Seçilen Metin →
Erdoğan Yenikapı'ya böyle damga vurdu
Abone ol15 Temmuz darbe girişimi sonrası direksiyona geçen Cumhurbaşkanı Erdoğan, sürece damgasını vurdu. Merak edilen sonu ise Yenikapı'da açtığı pencereyi devam ettirecek mi?
Oktay Sağlam
İNTERNETHABER.COM- Yenikapı'da 7 Ağustos'ta tarih yeniden
yazıldı. Ortaya çıkan manzara bir dönemin reklam filmi gibiydi:
"Hayaldi gerçek oldu."
15 Temmuz darbe girişimi gecesi millet kahramanlık hikayeleriyle destan yazdı. Adını altın harflerle tarihe geçen sessiz yığınlar dün Yenikapı'daydı.
Kanlı geceyi aydınlığa çeviren isimsiz kahramanlar, çocuklarına iyi bir Türkiye bırakmak için alanı doldurdular.
FETÖ ihanetinden geriye dersler kaldı. AK Parti, CHP ve MHP yan yana geldi. Türkiye'nin geleceği için 15 Temmuz kadar, 7 Ağustos ta bir o kadar önemliydi.
Peki toplumda travmaya yol açan o karanlık geceden Yenikapı'ya
nasıl gelindi? Geride kalan 23 güne bakıldığında kuşkusuz
Cumhurbaşkanı Erdoğan öne çıkıyor.
FETÖ'NÜN HESABA KATMADIĞI ÇAĞRI
Darbe girişiminin ilk anlarında CNN Türk ekranlarından halkı sokağa çağırması fitili ateşledi. 15 Temmuz gazileri sonradan verdikleri ifadelerinde Erdoğan'ın çağrısına işaret ediyordu. Tehlikenin geçmediği saatlerde uçakla İstanbul'a inmesiyle Erdoğan, "risk almadan başarı olmaz" sözünü somutlaştırdı.
HALKI DİRİ TUTTU
20 Temmuz'da El Cezire'ye verdiği röportajda "Önümüzdeki günler veya haftalar içinde eminim ki bazı fikir ve planlarını kendi gelecekleri için onlar da yapacaktır." diyerek ikinci darbe uyarısı yaptı.
Sokakları yeniden harekete geçiren bu konuşma halkı yeniden tek yumruk haline getirdi, demokrasi nöbetlerine katılım her geçen gün arttı. Güçlü hitabetiyle içeriye ve dışarıya verdiği mesajlarla 78 milyon, adeta istim üstünde oldu.
MUHALEFETİ ÇAĞIRDI
Cumhurbaşkanı Erdoğan Beştepe'ye davet ettiği CHP Genel Başkanı Kemal Kılıçdaroğlu ve MHP Genel Başkanı Devlet Bahçeli ile 25 Temmuz'da buluştu.
Kılıçdaroğlu, Cumhurbaşkanlığı Sarayı’na gitmesine yönelik eleştiriler için ise “Mesele ülke meselesi, külliye meselesi değil” diye cevap vermesi bir o kadar anlamlıydı.

Yapılacak Görev → Seçilen metne göre isimsiz kahramanlar Yenikapı'daki alanı hangi amaçla doldurdu? Bir ile üç cümle arasında açıklayın. Bu öğelere ihtiyaç yoktur.

Alıntılanan Öğeler →
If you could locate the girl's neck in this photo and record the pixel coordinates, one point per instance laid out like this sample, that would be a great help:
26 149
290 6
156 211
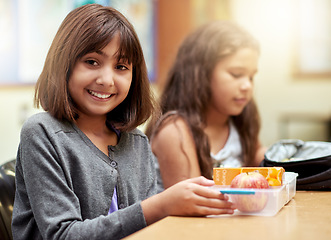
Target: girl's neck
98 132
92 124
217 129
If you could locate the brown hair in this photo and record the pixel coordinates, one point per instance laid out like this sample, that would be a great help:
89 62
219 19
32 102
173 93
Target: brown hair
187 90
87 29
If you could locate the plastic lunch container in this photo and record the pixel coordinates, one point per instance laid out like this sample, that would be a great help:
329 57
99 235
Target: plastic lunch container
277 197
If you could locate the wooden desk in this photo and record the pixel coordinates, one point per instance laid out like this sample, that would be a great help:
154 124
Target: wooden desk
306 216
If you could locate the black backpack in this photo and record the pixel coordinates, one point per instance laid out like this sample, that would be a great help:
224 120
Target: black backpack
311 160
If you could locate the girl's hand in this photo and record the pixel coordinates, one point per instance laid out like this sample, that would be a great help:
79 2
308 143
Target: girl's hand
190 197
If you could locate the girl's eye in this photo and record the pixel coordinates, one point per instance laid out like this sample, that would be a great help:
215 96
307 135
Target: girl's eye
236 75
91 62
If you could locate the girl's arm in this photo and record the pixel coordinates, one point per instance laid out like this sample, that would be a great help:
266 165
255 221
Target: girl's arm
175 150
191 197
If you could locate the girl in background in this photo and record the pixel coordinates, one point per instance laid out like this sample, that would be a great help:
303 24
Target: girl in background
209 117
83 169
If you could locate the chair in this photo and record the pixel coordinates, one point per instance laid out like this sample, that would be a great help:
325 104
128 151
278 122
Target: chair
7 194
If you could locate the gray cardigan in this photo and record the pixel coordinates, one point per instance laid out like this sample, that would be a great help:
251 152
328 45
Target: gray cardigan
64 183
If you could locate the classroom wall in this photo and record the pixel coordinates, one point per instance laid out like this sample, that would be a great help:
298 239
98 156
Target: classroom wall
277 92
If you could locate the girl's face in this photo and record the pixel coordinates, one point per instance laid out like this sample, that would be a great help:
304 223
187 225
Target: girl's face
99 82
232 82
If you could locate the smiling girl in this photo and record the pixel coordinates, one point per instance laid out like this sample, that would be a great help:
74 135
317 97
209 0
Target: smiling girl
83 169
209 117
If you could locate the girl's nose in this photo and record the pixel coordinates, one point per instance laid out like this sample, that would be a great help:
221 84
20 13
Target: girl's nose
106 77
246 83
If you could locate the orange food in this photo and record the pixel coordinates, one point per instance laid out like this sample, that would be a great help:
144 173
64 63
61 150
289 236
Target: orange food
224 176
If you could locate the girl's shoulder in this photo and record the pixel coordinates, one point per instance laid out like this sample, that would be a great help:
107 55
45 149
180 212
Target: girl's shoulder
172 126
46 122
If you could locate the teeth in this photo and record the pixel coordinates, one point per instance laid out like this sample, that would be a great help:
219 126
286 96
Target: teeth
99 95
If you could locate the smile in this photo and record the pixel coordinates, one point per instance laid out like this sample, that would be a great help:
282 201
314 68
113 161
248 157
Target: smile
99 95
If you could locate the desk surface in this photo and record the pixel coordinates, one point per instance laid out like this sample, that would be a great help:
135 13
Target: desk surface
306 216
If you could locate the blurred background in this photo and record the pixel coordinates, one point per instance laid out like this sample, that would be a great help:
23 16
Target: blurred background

Alıştırma Sonucu → Kanlı geceyi aydınlığa çeviren isimsiz kahramanlar, çocuklarına iyi bir Türkiye bırakmak için Yenikapı'daki alanı doldurdu.